>> start

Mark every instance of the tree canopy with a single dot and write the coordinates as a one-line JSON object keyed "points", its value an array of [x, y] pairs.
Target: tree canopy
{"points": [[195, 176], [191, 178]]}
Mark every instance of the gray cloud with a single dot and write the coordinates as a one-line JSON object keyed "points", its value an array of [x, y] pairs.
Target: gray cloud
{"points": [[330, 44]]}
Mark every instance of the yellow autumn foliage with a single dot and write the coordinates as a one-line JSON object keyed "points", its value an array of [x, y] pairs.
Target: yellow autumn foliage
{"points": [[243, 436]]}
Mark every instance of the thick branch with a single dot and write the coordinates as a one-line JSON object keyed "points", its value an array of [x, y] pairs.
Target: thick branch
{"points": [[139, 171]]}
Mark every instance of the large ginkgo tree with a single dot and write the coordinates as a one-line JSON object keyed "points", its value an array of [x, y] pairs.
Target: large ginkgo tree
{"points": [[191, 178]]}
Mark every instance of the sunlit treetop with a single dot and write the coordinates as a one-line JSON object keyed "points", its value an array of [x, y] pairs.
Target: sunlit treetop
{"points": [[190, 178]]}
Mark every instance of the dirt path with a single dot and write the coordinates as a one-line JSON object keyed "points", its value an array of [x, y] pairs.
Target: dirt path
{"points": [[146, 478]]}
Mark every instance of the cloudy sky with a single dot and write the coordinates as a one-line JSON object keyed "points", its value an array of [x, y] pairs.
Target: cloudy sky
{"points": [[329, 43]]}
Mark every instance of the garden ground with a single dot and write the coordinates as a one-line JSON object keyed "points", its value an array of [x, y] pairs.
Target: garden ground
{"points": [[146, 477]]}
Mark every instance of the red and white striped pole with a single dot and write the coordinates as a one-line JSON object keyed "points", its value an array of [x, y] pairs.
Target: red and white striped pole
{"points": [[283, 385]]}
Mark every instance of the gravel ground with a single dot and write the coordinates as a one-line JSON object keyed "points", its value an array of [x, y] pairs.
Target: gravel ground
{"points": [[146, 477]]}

>> end

WHAT TO WORK ON:
Your task is to extract all of the records exactly.

TASK OUTPUT:
Mark every instance of the tree canopy with a single dot and write the coordinates as a one-line JSON object keyed "points", its value an array of [x, y] pairs.
Target: tree canopy
{"points": [[195, 176], [191, 178]]}
Mark every instance of the gray cloud with a single dot and write the coordinates as a one-line JSON object keyed "points", its value an array of [x, y] pairs.
Target: gray cloud
{"points": [[330, 44]]}
Mark every instance of the yellow autumn foliage with a single dot and write the coordinates as a one-line JSON object keyed "points", its value an array of [x, y] pairs.
Target: yellow autumn foliage
{"points": [[243, 436]]}
Mark every instance of the thick branch with a single dot and write the coordinates as a one-line JSON object keyed "points", its value an array of [x, y] pairs.
Target: thick branch
{"points": [[139, 171]]}
Mark every instance of the large ginkgo tree with a single dot and write the coordinates as a one-line JSON object keyed "points", its value an array of [x, y] pairs.
Target: large ginkgo tree
{"points": [[191, 178]]}
Mark every instance of the sunlit treetop with a single dot and write the coordinates as a one-line JSON object keyed "points", its value an array of [x, y] pairs.
Target: sunlit treetop
{"points": [[190, 178]]}
Mark every instance of the dirt path with a single dot and write the coordinates as a one-line JSON object keyed "points", its value an array of [x, y] pairs.
Target: dirt path
{"points": [[146, 478]]}
Mark every instance of the cloudy sky with a single dot and write the coordinates as a one-line JSON object keyed "points", its value an array of [x, y] pairs.
Target: cloudy sky
{"points": [[329, 43]]}
Mark every instance of the garden ground with a single dot and write the coordinates as a one-line JSON object keyed "points", its value an array of [x, y] pairs.
Target: garden ground
{"points": [[146, 477]]}
Mark every instance of the red and white striped pole with a single dot and write the coordinates as a one-line JSON object keyed "points", its value an array of [x, y] pairs.
Target: red and white striped pole
{"points": [[283, 385]]}
Mark every instance of the gravel ground with a single dot and write the coordinates as a one-line JSON object keyed "points", its value an array of [x, y] pairs.
Target: gravel ground
{"points": [[146, 477]]}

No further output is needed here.